Records supplied —
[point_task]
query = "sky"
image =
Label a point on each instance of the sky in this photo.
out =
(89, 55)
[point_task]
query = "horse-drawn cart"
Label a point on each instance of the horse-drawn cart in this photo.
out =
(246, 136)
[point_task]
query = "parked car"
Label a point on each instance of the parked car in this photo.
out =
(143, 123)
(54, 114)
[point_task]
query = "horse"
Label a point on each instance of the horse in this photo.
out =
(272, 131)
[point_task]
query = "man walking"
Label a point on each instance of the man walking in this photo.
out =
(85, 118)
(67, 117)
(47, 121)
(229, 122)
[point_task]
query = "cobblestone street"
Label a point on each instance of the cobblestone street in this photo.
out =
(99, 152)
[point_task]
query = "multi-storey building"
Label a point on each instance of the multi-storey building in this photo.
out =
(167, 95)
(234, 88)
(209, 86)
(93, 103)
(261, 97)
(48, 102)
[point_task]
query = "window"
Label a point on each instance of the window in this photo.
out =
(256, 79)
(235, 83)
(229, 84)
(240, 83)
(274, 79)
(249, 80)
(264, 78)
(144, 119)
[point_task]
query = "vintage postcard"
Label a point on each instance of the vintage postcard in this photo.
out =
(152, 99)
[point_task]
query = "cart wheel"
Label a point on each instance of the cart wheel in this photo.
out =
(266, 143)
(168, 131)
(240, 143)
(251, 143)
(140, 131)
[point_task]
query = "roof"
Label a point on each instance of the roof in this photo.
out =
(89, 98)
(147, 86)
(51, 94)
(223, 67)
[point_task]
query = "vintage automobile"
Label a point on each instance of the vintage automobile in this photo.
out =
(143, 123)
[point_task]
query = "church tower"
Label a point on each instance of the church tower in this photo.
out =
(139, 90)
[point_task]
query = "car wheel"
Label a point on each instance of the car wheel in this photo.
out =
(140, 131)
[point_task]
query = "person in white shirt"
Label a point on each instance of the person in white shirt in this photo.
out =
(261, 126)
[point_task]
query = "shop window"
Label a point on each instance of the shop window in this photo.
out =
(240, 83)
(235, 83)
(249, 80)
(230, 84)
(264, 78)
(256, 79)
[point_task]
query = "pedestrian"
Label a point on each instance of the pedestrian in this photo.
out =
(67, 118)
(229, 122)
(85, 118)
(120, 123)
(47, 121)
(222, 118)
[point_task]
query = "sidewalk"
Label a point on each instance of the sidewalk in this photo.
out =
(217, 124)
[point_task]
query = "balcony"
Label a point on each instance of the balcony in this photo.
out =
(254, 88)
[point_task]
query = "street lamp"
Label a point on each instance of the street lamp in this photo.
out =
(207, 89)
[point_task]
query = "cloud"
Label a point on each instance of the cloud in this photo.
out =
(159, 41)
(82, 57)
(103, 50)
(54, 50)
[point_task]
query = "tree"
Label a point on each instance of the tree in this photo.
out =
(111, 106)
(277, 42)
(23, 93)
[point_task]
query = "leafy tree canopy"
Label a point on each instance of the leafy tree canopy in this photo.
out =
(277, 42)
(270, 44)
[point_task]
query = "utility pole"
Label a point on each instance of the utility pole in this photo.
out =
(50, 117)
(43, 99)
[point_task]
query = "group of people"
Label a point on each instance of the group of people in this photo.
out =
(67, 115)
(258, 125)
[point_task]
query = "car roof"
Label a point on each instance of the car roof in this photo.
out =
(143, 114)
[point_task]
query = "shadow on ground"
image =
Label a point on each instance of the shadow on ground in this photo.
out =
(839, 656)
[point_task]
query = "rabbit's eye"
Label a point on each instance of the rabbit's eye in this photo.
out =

Work required —
Give every line of the material again, exactly.

Response to this exercise —
[point_task]
query = "sky"
image =
Label a point on each instance of the sky in this photo.
out =
(89, 55)
[point_task]
query = "horse-drawn cart"
Label a point on each instance of the horse-drawn cart in this photo.
out =
(246, 136)
[point_task]
query = "parked car"
Label a point on each instance of the parked car in this photo.
out =
(143, 123)
(54, 114)
[point_task]
query = "horse"
Label a point on each instance of the horse in this photo.
out =
(272, 131)
[point_task]
query = "man walking"
Label a point on each instance of the man walking in this photo.
out =
(85, 118)
(67, 117)
(47, 121)
(229, 122)
[point_task]
query = "cobblestone street"
Label a point on each instance of the cobblestone street in this photo.
out =
(99, 152)
[point_task]
query = "multi-storey building"
Label a point on each instance of the multi-storey building in this photo.
out =
(167, 95)
(234, 88)
(209, 86)
(93, 103)
(261, 97)
(48, 102)
[point_task]
query = "window"
Label a point on each instance of the window in this photo.
out =
(256, 79)
(235, 83)
(229, 84)
(240, 83)
(274, 79)
(249, 80)
(264, 78)
(144, 119)
[point_task]
query = "vintage postcard"
Label a point on each instance of the vintage postcard in this photo.
out =
(152, 99)
[point_task]
query = "cart wheel"
Label a point on each instance of the cart wheel in this photo.
out =
(266, 143)
(168, 131)
(240, 143)
(251, 143)
(140, 131)
[point_task]
query = "roof"
Label a point on each instance of the roof in this photo.
out =
(89, 98)
(147, 86)
(51, 94)
(223, 67)
[point_task]
query = "vintage automobile"
Label a point on each instance of the vintage automobile in this photo.
out =
(143, 123)
[point_task]
query = "church tower"
Label a point on each instance of the church tower in this photo.
out =
(139, 90)
[point_task]
query = "car wheel"
Label a point on each instance of the car wheel in this photo.
out =
(140, 131)
[point_task]
query = "person in white shirt"
Label a point on each instance of the person in white shirt in this photo.
out =
(261, 126)
[point_task]
query = "shop window"
Label a point on each instance of the shop window in this photo.
out =
(240, 83)
(235, 83)
(249, 80)
(230, 84)
(264, 78)
(256, 79)
[point_task]
query = "pedestrian"
Label a point on each instance of the pedestrian in this photo.
out =
(67, 118)
(229, 122)
(85, 118)
(120, 123)
(47, 121)
(222, 118)
[point_task]
query = "sidewalk"
Label a point on each instance of the sidewalk in this photo.
out =
(217, 124)
[point_task]
query = "balcony"
Label a point on each instance of the balcony in this photo.
out =
(254, 88)
[point_task]
query = "street lamp"
Label a point on each instance of the street lamp in this photo.
out =
(207, 89)
[point_task]
query = "cloud"
Label a point on each instance of the cloud in this photo.
out =
(159, 41)
(82, 57)
(103, 50)
(54, 50)
[point_task]
query = "tree"
Label a point on each instance of the tree in this photo.
out =
(111, 106)
(277, 42)
(23, 93)
[point_task]
query = "leafy tree canopy"
Label a point on each instance of the leafy tree canopy in this photo.
out =
(277, 42)
(270, 44)
[point_task]
query = "utility pole"
Label a point on each instance of the utility pole in this photo.
out =
(50, 117)
(43, 99)
[point_task]
query = "group of people"
Label a point on each instance of the group of people in this photo.
out =
(67, 115)
(258, 125)
[point_task]
query = "car roof"
Label a point on each instance of the car roof in this photo.
out =
(143, 114)
[point_task]
query = "shadow on ground"
image =
Label a point on each instance of the shadow on ground in this photo.
out =
(839, 656)
[point_task]
query = "rabbit's eye"
Label a point on each instance of the rabbit's eye in this photo.
out =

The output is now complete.